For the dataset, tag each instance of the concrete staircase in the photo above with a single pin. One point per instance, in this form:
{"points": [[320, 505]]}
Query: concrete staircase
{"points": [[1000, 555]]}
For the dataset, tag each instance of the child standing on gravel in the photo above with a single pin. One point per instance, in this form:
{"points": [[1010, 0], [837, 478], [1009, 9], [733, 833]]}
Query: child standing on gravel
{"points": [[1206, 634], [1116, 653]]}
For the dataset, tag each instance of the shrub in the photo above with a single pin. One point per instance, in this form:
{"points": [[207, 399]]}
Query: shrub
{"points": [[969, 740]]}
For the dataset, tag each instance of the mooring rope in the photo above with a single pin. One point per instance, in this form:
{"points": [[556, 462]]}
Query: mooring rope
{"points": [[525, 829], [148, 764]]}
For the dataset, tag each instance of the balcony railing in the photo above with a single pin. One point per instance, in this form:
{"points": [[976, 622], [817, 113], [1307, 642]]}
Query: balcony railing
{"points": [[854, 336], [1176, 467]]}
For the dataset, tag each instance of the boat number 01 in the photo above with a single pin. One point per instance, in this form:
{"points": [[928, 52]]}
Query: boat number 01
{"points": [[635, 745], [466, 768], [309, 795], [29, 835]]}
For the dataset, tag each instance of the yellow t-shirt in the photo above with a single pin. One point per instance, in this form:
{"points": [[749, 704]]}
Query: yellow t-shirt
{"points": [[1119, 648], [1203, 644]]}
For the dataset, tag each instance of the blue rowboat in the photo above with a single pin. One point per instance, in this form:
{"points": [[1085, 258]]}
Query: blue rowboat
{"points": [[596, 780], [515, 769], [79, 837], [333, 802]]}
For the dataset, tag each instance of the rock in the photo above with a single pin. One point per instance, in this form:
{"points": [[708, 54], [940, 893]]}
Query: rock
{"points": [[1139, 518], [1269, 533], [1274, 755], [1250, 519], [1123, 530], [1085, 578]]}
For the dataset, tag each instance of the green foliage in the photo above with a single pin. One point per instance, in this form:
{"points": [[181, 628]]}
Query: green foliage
+ + + + +
• [WHAT YOU SHOULD DO]
Without skipping anything, transcribe every line above exactly.

• [TASK OUTPUT]
For the dataset, tag each instance of the concrete staircase in the photo above with a single pin. One point per instance, in this form:
{"points": [[320, 505]]}
Query: concrete staircase
{"points": [[1000, 555]]}
For the dataset, tag each instance of the child standing on gravel in the photo above with a single pin. One point per instance, in this form:
{"points": [[1010, 0], [837, 478], [1009, 9], [733, 833]]}
Query: child standing on gravel
{"points": [[1206, 634], [1116, 653]]}
For the dataset, tag each instance of the shrub in the photo above with a single pin. One point per instance, in this form:
{"points": [[207, 399]]}
Query: shrub
{"points": [[969, 740]]}
For the dataset, tag each instance of the mooring rope in the photo above with a single pin. One point per instance, in this form:
{"points": [[556, 462]]}
Query: mooring rope
{"points": [[525, 829], [148, 764]]}
For the dataset, tag each instance of the balcony railing in the photo above with a single pin. One point per instance, in this form:
{"points": [[976, 622], [817, 113], [1307, 642]]}
Query: balcony railing
{"points": [[854, 336], [1176, 467]]}
For the dataset, tag each instance of the boat number 01 in the photo above with a single pin. One point per instance, in this form:
{"points": [[928, 52]]}
Query: boat number 01
{"points": [[635, 745], [466, 768], [309, 795], [29, 835]]}
For the dataset, tag each instance of the yellow t-shirt in the photo above with a single pin. One point per instance, in this form:
{"points": [[749, 704]]}
Query: yellow t-shirt
{"points": [[1119, 648], [1203, 644]]}
For the dataset, tag each instance of the blue rowboat in the photo above with a single pin. One point per instance, in this form:
{"points": [[1085, 258]]}
Query: blue rowboat
{"points": [[596, 780], [515, 769], [79, 837], [333, 802]]}
For the dataset, tag each instance of the rock in the photo above with a single pin. One point per instance, in this form:
{"points": [[708, 54], [940, 893]]}
Query: rock
{"points": [[1139, 518], [1269, 533], [1274, 755], [1250, 519], [1123, 530], [1085, 578]]}
For the dataset, tag each instance of the green foliage in the photo above with a single pin. One point per instance, in this form:
{"points": [[181, 628]]}
Query: green foliage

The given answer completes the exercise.